> _Provided passage_
Let the tooth be told.
There are few things which can stop a mother dead in their tracks.
Silence is usually one of them. If Esme has been quiet for more than twenty minutes, I’ve learned to not even bother to verbally inquire regarding her welfare but to get off my ass and actually go and investigate. Last time I did, I got there just in time before she dumped a jar of coconut oil on her dollies head because she claimed it ‘looked a little dry’.
But today, something made me set aside my laptop at lightning speed.
‘Mum! Mum! I found a tooth!’ She exclaimed, her bottom hitting each step with force as she came sliding down the stairs.
‘You found a what?’ I asked, almost sure she was confused.
Sure enough, nestled in her tiny palm, there sat a discarded tooth.
I breathed a sigh of relief.
‘Oh, that must be your sisters.’ I reassured her remembering that the last time my stepdaughter was round, much to my alarm, she had pulled out her own rocky tooth as it was an annoyance.
‘Oh, the tooth fairy must have forgotten to collect it.’ Esme deduced.
It was time to play along.
‘Exactly, but just to be sure the tooth fairy didn’t take one of yours instead, let me check all yours are still there.’ I laughed whilst prying her mouth open.
All of her teeth were there. Plus one.
Startled, I moved her towards the window, sure that the lack of daylight combined with my award-winning astigmatism was playing tricks on me. Nope, as clear as day, nestled behind what I came to find was a rocky bottom left tooth, was the tip of its adult replacement.
All of a sudden the weight of my pregnant belly there me off balance and I had to reach out to the windowsill to stop myself from toppling over.
‘What is it, mummy?’ she asked scanning my expression
Get it together Candice, I hastily thought.
‘Oh, nothing baby. Mummy has just noticed that you have an adult tooth coming through!’ I said with a forced smile
‘I do?’ She grinned with joy
And before I could answer she was bounding back up the stairs to no doubt ogle at it in the bathroom mirror.
Unlike her baby tooth, I was rooted to the spot.
What the actual fuck? My child, no, my baby, is four years old. Four.
My memory combined with photographic evidence made it clear that I didn’t begin to lose teeth until I was close to seven. If I had known that such a stride towards adult development would’ve happened so early, I would have sought therapy.
I felt livid, sad and proud all at the same time.
I knew this was going to be a monumental year for us all. You know, I turn 30, a new baby, Esme starting school but the teeth?! Jesus, not the teeth! Is nothing sacred?
I quickly cleared my to-do list for the day.
It was officially our day.
We would do all those motherly activities I despised.
I would take her to Costa and spend a tenner on a babycino.
Above all else, i would let her get free run of the sweetie draw. I mean she might as well wear her baby teeth into the ground since they were going to betray her by leaving the party so early.
I’m always in a hurry. Constantly consumed by the mere scent of the next thing, I must admit that whilst I look at Esme every day, it’s not often that I see her.
I mean how on earth did I miss such a thing?
Admittedly, she does brush her own teeth. Armed with an electric toothbrush and two minutes on the clock she was astoundingly capable. But what sort of Mother missed this?
I did. And it sucked.
Overwhelmed with emotion, I called Papa B chastising myself. Of course, he entertained me to a point before letting me know that I was growing another human and working really hard, so it was easy to be overlooked. And then he hit me with the KO, ‘Babe, it’s the circle of life’
And there it was, the truth in all its toothless glory. I had to get comfortable with the idea that although she would always be my baby, she was no longer a baby. And perhaps it’s because she is my first, that truth is a very bitter pill to swallow.
It was time for me to learn from her. She’s telling any stranger who will listen to her about her adult tooth. And even offering to help load the dishwasher because she is an adult now. Although tiny pieces of my heart fall off every time she says this, I’m trying to appreciate what seems to be her overnight maturity. Soon there will be a real baby here. One that will not leave me in the dark when new teeth are on the horizon. Their announcement will be loud and peppered with fever. And in-between the broken sleep and Calpol administration, I hope I’m able to remember that although the days feel like a horse-drawn cart, the years whizz by like a space shuttle and before you know it the baby which was the center of your universe, is busy creating their own.

> _Information supplied_
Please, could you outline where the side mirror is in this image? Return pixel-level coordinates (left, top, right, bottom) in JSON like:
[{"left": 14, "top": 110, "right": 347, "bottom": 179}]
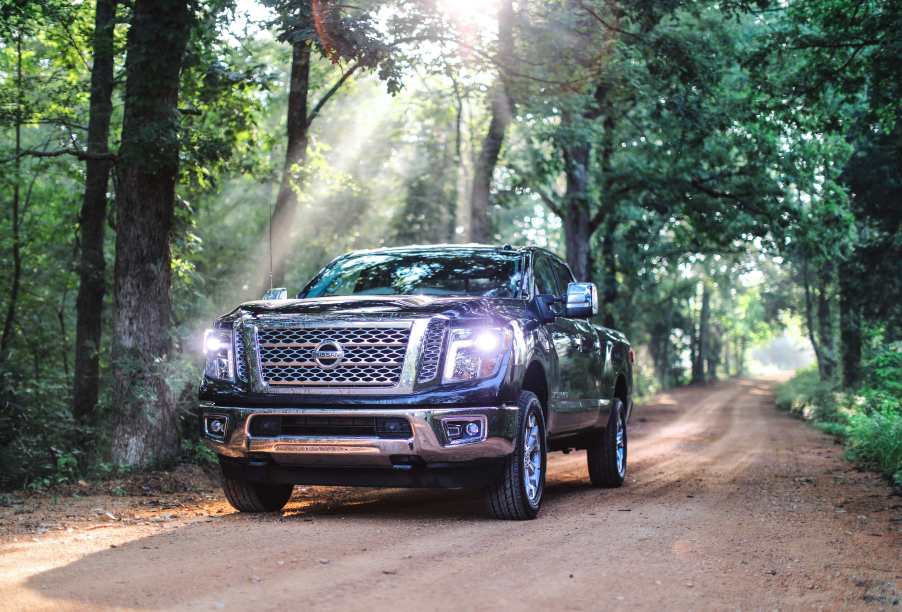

> _About this task_
Repeat the tooth story word for word from "I’m always in" to "such a thing?". This work doesn't require the data.

> _Reply to the exercise_
I’m always in a hurry. Constantly consumed by the mere scent of the next thing, I must admit that whilst I look at Esme every day, it’s not often that I see her.
I mean how on earth did I miss such a thing?